MATERIAL FOR THIS TASK →
******************************
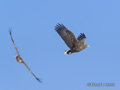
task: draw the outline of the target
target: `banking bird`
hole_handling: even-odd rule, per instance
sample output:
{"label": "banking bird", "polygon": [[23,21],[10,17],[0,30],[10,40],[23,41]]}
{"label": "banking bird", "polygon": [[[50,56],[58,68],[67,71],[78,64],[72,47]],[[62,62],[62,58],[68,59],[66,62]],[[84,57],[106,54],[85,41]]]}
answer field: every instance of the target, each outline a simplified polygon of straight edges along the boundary
{"label": "banking bird", "polygon": [[23,63],[26,66],[26,68],[30,71],[30,73],[36,78],[36,80],[38,80],[39,82],[41,82],[41,80],[35,76],[35,74],[30,70],[30,68],[27,66],[27,64],[23,61],[22,57],[20,56],[19,51],[18,51],[18,49],[17,49],[17,47],[16,47],[16,45],[14,43],[14,40],[12,38],[12,32],[11,32],[11,30],[9,30],[9,33],[10,33],[13,45],[14,45],[16,51],[17,51],[17,54],[18,54],[18,55],[15,55],[16,61],[19,62],[19,63]]}
{"label": "banking bird", "polygon": [[86,47],[89,47],[89,45],[84,44],[86,40],[86,36],[84,33],[81,33],[78,38],[76,38],[70,30],[68,30],[63,24],[59,23],[55,26],[55,30],[64,40],[66,45],[70,48],[70,50],[66,50],[64,52],[65,55],[80,52]]}

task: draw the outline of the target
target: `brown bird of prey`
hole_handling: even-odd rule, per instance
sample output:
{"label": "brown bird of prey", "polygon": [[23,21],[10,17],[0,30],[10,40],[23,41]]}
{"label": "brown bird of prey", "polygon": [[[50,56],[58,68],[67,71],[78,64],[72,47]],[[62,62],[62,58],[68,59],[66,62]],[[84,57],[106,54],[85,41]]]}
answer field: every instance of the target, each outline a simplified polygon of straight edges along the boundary
{"label": "brown bird of prey", "polygon": [[15,43],[14,43],[14,40],[13,40],[13,38],[12,38],[12,32],[11,32],[11,30],[9,30],[9,33],[10,33],[10,36],[11,36],[11,40],[12,40],[12,42],[13,42],[13,45],[14,45],[16,51],[17,51],[17,54],[18,54],[18,55],[15,55],[16,61],[19,62],[19,63],[23,63],[23,64],[26,66],[26,68],[31,72],[31,74],[32,74],[39,82],[41,82],[41,81],[39,80],[39,78],[37,78],[37,77],[35,76],[35,74],[30,70],[30,68],[27,66],[27,64],[26,64],[26,63],[23,61],[23,59],[21,58],[21,56],[20,56],[20,54],[19,54],[19,51],[18,51],[18,49],[17,49],[17,47],[16,47],[16,45],[15,45]]}
{"label": "brown bird of prey", "polygon": [[70,48],[70,50],[65,51],[65,55],[80,52],[86,47],[89,47],[89,45],[84,44],[86,40],[86,36],[84,33],[81,33],[78,38],[76,38],[70,30],[68,30],[63,24],[59,23],[55,26],[55,30]]}

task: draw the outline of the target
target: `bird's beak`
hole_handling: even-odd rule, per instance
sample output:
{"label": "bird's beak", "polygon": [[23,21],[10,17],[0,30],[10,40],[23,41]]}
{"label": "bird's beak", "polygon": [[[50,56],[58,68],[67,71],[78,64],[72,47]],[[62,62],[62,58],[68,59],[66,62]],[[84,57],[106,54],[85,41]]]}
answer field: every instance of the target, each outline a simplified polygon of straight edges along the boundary
{"label": "bird's beak", "polygon": [[90,47],[89,45],[87,45],[87,47]]}

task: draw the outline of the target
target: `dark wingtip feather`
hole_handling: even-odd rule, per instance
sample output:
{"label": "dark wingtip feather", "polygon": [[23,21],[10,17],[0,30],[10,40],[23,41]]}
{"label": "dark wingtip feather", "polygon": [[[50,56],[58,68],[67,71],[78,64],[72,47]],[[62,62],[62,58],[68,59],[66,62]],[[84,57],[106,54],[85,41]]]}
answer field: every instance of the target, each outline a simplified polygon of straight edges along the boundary
{"label": "dark wingtip feather", "polygon": [[83,38],[86,38],[85,34],[84,33],[80,33],[80,35],[78,36],[78,39],[81,40]]}

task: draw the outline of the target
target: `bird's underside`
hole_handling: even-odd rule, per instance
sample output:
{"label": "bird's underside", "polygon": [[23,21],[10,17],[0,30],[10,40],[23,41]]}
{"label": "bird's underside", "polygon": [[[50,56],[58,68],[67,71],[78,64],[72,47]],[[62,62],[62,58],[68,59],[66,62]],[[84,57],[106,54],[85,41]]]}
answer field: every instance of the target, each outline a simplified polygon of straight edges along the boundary
{"label": "bird's underside", "polygon": [[65,51],[66,54],[71,54],[75,52],[80,52],[81,50],[89,47],[89,45],[85,45],[84,42],[86,40],[86,36],[84,33],[81,33],[78,38],[68,30],[63,24],[57,24],[55,26],[55,30],[60,35],[60,37],[64,40],[66,45],[70,48],[70,50]]}
{"label": "bird's underside", "polygon": [[12,32],[11,32],[11,30],[9,30],[9,33],[10,33],[10,36],[11,36],[11,40],[12,40],[12,42],[13,42],[13,45],[14,45],[16,51],[17,51],[17,54],[18,54],[17,56],[15,56],[17,62],[23,63],[23,64],[26,66],[26,68],[30,71],[30,73],[36,78],[36,80],[38,80],[39,82],[41,82],[41,80],[35,76],[35,74],[31,71],[31,69],[27,66],[27,64],[26,64],[26,63],[23,61],[23,59],[21,58],[21,56],[20,56],[20,54],[19,54],[19,51],[18,51],[18,49],[17,49],[17,47],[16,47],[16,45],[15,45],[15,43],[14,43],[14,40],[13,40],[13,38],[12,38]]}

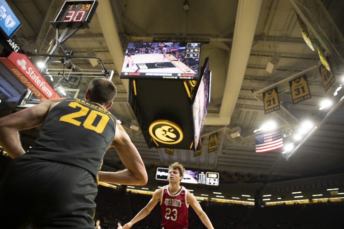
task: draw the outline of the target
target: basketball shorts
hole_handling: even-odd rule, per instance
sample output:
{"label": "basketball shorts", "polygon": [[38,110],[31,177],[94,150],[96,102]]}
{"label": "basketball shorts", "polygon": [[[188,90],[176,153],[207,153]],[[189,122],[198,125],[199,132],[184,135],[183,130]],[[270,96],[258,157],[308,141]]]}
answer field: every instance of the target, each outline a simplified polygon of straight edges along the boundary
{"label": "basketball shorts", "polygon": [[1,227],[94,229],[97,191],[84,169],[24,154],[10,162],[0,183]]}

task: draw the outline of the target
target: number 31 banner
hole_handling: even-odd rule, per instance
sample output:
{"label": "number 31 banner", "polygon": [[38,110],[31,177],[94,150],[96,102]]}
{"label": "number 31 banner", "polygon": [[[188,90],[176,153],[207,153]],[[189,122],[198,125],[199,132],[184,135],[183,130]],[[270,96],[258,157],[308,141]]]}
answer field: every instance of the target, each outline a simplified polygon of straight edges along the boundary
{"label": "number 31 banner", "polygon": [[281,109],[278,99],[277,87],[263,92],[263,101],[264,101],[264,110],[265,114]]}
{"label": "number 31 banner", "polygon": [[289,81],[289,85],[294,104],[312,98],[306,75]]}

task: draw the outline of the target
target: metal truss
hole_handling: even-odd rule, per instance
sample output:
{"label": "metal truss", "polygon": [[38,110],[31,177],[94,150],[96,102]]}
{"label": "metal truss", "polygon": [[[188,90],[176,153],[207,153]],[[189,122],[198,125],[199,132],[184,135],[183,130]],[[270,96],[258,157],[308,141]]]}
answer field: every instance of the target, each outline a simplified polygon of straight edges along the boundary
{"label": "metal truss", "polygon": [[56,12],[61,8],[60,2],[57,0],[52,0],[45,15],[44,21],[36,41],[36,52],[41,53],[49,52],[49,50],[54,44],[55,29],[50,24],[50,22],[53,21],[56,17]]}
{"label": "metal truss", "polygon": [[326,54],[344,63],[344,37],[321,0],[289,0]]}

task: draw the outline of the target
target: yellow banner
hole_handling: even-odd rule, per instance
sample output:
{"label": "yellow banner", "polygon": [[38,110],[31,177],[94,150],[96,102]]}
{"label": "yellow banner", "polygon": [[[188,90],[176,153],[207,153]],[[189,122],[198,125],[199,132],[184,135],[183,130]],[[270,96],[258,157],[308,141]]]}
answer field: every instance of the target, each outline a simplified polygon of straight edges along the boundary
{"label": "yellow banner", "polygon": [[165,148],[165,152],[171,155],[173,155],[173,153],[174,151],[174,149],[173,148]]}
{"label": "yellow banner", "polygon": [[202,148],[203,148],[203,138],[201,138],[200,144],[198,145],[198,147],[197,147],[197,148],[196,149],[195,152],[194,153],[194,157],[199,156],[202,154]]}
{"label": "yellow banner", "polygon": [[[329,63],[328,59],[327,59],[327,60]],[[327,71],[325,67],[322,65],[319,67],[319,71],[320,72],[320,76],[321,77],[321,80],[322,81],[323,84],[324,84],[325,91],[326,92],[331,85],[336,81],[334,75],[333,74],[333,72],[332,70],[331,65],[330,67],[330,71]]]}
{"label": "yellow banner", "polygon": [[314,48],[312,44],[312,42],[311,41],[311,37],[309,36],[309,33],[308,33],[308,30],[307,29],[307,26],[303,21],[298,15],[298,20],[299,21],[299,24],[300,25],[300,28],[301,29],[301,33],[302,34],[302,37],[304,40],[306,44],[313,51],[314,51]]}
{"label": "yellow banner", "polygon": [[293,103],[297,103],[312,98],[306,75],[289,81],[289,85]]}
{"label": "yellow banner", "polygon": [[217,149],[217,133],[209,136],[209,145],[208,152],[210,153]]}
{"label": "yellow banner", "polygon": [[330,64],[329,64],[327,60],[326,59],[326,57],[325,56],[325,54],[324,53],[321,45],[317,40],[315,40],[315,44],[316,44],[316,49],[318,50],[318,54],[319,54],[319,58],[320,59],[321,63],[325,66],[327,71],[330,71]]}
{"label": "yellow banner", "polygon": [[265,114],[280,110],[279,100],[277,87],[263,92],[263,101]]}

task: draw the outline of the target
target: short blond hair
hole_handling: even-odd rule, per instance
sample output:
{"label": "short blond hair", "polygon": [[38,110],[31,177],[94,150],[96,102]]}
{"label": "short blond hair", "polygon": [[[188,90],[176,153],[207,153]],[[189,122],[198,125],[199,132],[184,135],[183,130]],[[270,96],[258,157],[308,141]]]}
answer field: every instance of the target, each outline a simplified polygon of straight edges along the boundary
{"label": "short blond hair", "polygon": [[176,170],[179,170],[179,174],[180,174],[180,176],[182,177],[184,176],[184,173],[185,173],[185,169],[184,169],[183,165],[179,162],[176,161],[173,164],[170,165],[169,166],[169,171],[171,169],[175,169]]}

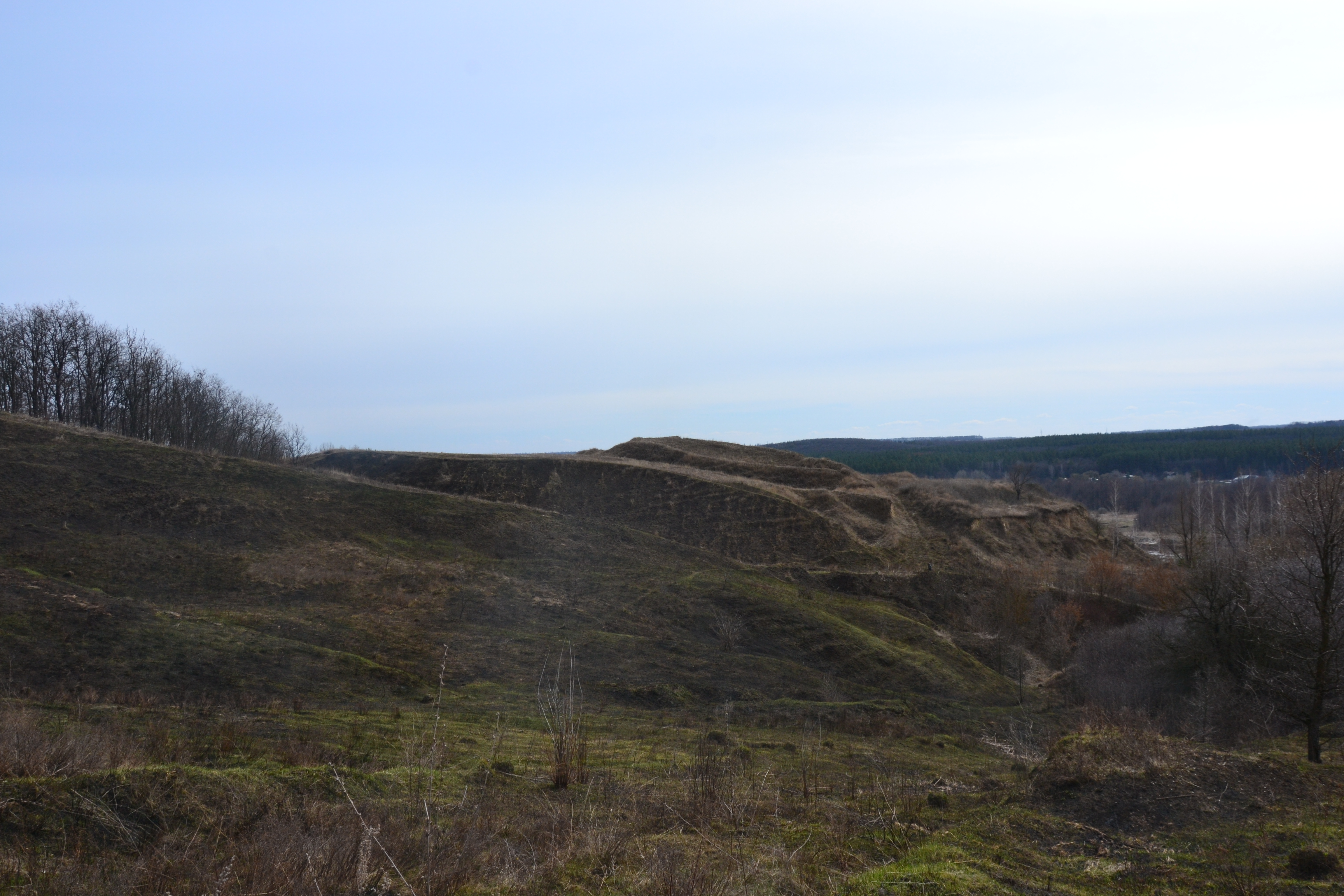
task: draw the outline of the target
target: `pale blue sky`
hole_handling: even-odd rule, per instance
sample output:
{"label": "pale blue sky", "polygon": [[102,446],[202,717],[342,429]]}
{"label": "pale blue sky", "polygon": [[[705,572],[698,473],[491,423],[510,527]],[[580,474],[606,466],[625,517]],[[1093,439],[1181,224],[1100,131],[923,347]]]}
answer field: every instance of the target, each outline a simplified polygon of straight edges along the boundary
{"label": "pale blue sky", "polygon": [[0,3],[0,302],[316,442],[1344,418],[1344,4]]}

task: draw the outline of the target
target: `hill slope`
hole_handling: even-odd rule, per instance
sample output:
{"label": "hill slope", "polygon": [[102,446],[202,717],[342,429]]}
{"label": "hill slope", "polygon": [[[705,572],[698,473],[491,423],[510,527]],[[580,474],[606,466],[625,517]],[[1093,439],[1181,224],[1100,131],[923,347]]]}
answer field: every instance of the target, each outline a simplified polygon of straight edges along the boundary
{"label": "hill slope", "polygon": [[793,451],[683,438],[578,455],[327,451],[313,469],[603,520],[763,567],[910,576],[1101,541],[1075,504],[1003,485],[864,476]]}
{"label": "hill slope", "polygon": [[[382,462],[414,467],[423,457]],[[539,480],[540,490],[559,472],[575,484],[552,489],[562,506],[586,488],[595,506],[614,506],[622,488],[638,504],[632,494],[669,477],[632,459],[499,469],[512,477],[504,485]],[[730,474],[671,481],[694,478],[706,493],[765,508],[753,512],[769,535],[745,536],[751,549],[766,551],[781,525],[792,532],[792,521],[777,525],[769,513],[793,508],[814,528],[769,549],[796,555],[823,532],[862,560],[880,553],[845,541],[831,517],[704,477]],[[13,686],[35,692],[414,699],[437,674],[444,643],[453,681],[528,688],[544,657],[571,641],[586,680],[629,701],[1008,696],[999,676],[911,610],[641,531],[633,510],[610,516],[388,488],[0,415],[0,635]],[[707,543],[731,544],[726,529],[710,531]],[[726,619],[735,637],[723,637]]]}

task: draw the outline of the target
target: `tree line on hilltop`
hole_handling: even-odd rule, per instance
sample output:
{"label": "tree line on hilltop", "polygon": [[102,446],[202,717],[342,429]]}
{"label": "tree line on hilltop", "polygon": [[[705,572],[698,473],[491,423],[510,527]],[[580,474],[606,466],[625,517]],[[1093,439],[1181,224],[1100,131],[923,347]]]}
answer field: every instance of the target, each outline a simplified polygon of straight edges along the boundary
{"label": "tree line on hilltop", "polygon": [[274,404],[71,302],[0,305],[0,410],[257,461],[308,450]]}
{"label": "tree line on hilltop", "polygon": [[860,473],[909,472],[931,478],[981,474],[1000,478],[1027,463],[1039,480],[1111,470],[1228,480],[1242,473],[1282,473],[1306,442],[1344,438],[1339,420],[1282,427],[1214,426],[1150,433],[1094,433],[1013,439],[802,439],[769,447],[839,461]]}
******************************
PROBLEM → Pick out every line of the entries above that contains the word "blue", and copy each one in full.

TASK RESULT →
target: `pale blue sky`
{"label": "pale blue sky", "polygon": [[102,446],[202,717],[342,429]]}
{"label": "pale blue sky", "polygon": [[[705,572],[698,473],[491,423],[510,527]],[[580,474],[606,466],[625,517]],[[1093,439],[1181,224],[1100,131],[923,347]]]}
{"label": "pale blue sky", "polygon": [[0,3],[0,302],[316,442],[1344,418],[1344,4]]}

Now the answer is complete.